[Activity] Your answer should reproduce every line of the material in which the word "tiled" occurs.

[Record excerpts]
§

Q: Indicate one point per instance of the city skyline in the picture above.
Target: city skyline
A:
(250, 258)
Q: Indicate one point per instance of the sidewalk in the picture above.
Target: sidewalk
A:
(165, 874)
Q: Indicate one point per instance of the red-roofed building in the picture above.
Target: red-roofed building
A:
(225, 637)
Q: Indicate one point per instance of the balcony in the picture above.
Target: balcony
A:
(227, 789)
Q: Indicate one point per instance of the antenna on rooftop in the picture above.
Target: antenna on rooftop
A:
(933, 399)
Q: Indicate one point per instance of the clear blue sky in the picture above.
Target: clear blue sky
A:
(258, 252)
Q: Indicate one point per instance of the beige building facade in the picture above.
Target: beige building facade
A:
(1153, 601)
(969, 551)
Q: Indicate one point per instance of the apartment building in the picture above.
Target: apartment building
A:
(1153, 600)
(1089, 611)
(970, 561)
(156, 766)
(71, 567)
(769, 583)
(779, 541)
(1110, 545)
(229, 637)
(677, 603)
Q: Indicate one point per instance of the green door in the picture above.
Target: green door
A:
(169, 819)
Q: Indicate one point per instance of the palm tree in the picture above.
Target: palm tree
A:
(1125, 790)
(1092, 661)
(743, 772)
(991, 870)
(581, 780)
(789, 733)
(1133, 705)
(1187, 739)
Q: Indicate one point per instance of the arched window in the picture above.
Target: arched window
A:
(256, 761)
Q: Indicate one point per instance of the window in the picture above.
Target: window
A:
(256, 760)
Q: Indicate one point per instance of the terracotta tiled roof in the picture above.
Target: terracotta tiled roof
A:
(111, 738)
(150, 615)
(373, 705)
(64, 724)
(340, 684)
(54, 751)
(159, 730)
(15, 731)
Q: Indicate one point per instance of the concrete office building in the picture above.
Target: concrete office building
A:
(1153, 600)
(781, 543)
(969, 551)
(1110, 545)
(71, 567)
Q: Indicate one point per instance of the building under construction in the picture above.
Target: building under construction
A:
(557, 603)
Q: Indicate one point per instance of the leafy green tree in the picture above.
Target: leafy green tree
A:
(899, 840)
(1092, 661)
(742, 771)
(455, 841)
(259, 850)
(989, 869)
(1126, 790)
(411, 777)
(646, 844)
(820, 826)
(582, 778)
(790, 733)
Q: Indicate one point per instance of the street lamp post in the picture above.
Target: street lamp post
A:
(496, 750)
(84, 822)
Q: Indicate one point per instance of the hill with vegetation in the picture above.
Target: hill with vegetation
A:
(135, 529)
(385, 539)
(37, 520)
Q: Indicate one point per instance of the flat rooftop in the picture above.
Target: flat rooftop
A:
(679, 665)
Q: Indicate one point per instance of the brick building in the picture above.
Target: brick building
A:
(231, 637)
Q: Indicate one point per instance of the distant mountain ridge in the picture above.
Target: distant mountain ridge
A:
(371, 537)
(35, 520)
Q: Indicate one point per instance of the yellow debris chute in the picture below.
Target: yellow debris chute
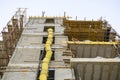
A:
(45, 63)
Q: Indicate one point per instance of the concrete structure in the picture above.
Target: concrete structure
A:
(78, 52)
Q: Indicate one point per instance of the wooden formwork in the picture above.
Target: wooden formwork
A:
(87, 30)
(96, 68)
(92, 51)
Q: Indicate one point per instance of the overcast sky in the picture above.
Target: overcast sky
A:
(91, 9)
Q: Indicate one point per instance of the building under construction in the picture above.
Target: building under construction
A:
(57, 48)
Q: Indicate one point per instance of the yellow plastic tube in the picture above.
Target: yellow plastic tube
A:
(45, 63)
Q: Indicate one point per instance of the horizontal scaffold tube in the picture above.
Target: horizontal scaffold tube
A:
(45, 63)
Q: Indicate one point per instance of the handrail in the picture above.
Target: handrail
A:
(45, 63)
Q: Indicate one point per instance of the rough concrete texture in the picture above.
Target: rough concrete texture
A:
(24, 62)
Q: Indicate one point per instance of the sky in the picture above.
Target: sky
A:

§

[Task solution]
Q: Indicate one point per instance of the terracotta tiled roof in the picture above.
Target: terracotta tiled roof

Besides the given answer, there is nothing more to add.